[Items stored from a collection]

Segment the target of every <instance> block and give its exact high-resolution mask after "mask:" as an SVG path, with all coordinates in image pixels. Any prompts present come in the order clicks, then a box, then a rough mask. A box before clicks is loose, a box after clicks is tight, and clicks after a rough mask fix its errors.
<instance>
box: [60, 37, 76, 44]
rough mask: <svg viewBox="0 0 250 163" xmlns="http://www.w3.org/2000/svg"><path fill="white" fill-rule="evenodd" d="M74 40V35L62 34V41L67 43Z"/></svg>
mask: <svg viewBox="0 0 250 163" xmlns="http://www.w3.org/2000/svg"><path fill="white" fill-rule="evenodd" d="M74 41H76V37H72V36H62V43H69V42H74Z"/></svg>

- Goal of the exercise:
Turn the lines above into a numbered list, skipping any blank ones.

- Worked solution:
1. Segment the target of every <instance> block and give its exact high-resolution mask after "mask:" as an SVG path, with all coordinates in image pixels. Any prompts present come in the order clicks, then a box, then a rough mask. A box before clicks is loose, a box after clicks is tight, and clicks after a rough mask fix its errors.
2. <instance>
3. box: [60, 37, 76, 44]
4. rough mask: <svg viewBox="0 0 250 163" xmlns="http://www.w3.org/2000/svg"><path fill="white" fill-rule="evenodd" d="M74 40V35L62 34V41L67 43Z"/></svg>
5. mask: <svg viewBox="0 0 250 163" xmlns="http://www.w3.org/2000/svg"><path fill="white" fill-rule="evenodd" d="M74 41H76V37H72V36H62V43H69V42H74Z"/></svg>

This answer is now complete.